• _SOURCE PASSAGE_:
******************************

You don’t know you’ve lost your umbrella until it rains

A few of the main mTBI (mild TBI- although nothing seems mild about it)/concussion/post concussive symptoms are headaches, fatigue and nausea. Normal people understand these symptoms because they have them too. Someone who gets migraines might feel like they understand what these TBI symptoms feel like. They are terrible. The difference is a person with a TBI gets these, but combined with cognitive impairment. Ie short term memory loss, slower processing speeds, word finding difficulty (ie can’t think of basic words needed to form a sentence), inability to concentrate or focus. Sometimes we don’t even know how much these functionalities are available to us. They break down at exponential speeds with brain fatigue. And brain fatigue comes from just about everything. Literally just being alive. Hearing a loud noise, waiting a car go by. These all drain energy.

******************************

• _INFORMATION SHOWN_:
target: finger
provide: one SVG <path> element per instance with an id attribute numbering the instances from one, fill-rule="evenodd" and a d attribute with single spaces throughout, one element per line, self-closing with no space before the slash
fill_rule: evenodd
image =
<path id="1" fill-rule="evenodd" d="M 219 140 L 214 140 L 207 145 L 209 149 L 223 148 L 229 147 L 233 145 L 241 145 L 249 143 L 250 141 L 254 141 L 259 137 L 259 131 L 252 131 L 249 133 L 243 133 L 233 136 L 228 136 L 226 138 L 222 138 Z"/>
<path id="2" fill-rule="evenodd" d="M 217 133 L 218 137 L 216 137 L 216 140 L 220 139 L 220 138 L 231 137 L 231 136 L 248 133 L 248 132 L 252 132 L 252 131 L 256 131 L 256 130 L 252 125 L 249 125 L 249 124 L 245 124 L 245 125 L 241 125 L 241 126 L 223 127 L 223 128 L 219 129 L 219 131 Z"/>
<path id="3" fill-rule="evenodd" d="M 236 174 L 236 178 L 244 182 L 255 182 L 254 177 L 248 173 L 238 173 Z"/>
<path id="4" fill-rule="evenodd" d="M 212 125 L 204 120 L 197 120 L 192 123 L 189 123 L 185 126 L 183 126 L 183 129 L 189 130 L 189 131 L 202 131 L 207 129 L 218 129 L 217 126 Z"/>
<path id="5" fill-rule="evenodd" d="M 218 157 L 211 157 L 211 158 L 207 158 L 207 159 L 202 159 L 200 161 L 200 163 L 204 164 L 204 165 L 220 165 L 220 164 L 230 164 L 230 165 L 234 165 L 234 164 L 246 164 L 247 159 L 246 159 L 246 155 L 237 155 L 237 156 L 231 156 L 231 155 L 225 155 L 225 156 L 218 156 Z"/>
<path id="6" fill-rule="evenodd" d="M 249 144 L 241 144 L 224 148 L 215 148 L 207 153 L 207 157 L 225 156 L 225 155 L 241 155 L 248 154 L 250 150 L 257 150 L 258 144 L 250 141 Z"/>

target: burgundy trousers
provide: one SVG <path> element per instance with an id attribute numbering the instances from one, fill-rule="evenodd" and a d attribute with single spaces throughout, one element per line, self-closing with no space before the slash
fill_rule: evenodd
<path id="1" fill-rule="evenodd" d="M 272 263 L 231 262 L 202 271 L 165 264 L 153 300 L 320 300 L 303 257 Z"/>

******************************

• _WHAT THE TASK ASKS_: Copy out the part of the concussion passage running from "A few of the" to "all drain energy.", and put "exhaustion" wherever "fatigue" appears.

• _RESULT OF THE TASK_:
A few of the main mTBI (mild TBI- although nothing seems mild about it)/concussion/post concussive symptoms are headaches, exhaustion and nausea. Normal people understand these symptoms because they have them too. Someone who gets migraines might feel like they understand what these TBI symptoms feel like. They are terrible. The difference is a person with a TBI gets these, but combined with cognitive impairment. Ie short term memory loss, slower processing speeds, word finding difficulty (ie can’t think of basic words needed to form a sentence), inability to concentrate or focus. Sometimes we don’t even know how much these functionalities are available to us. They break down at exponential speeds with brain exhaustion. And brain exhaustion comes from just about everything. Literally just being alive. Hearing a loud noise, waiting a car go by. These all drain energy.